*Input rows:*

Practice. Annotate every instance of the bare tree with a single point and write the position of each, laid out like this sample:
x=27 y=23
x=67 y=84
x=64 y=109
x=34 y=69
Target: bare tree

*What the exercise asks:* Copy all of the material above word for word, every line in its original order.

*Task result:*
Practice. Annotate every instance of the bare tree with a single point and write the position of each, laid out like this sample:
x=27 y=23
x=67 y=84
x=64 y=109
x=34 y=69
Target: bare tree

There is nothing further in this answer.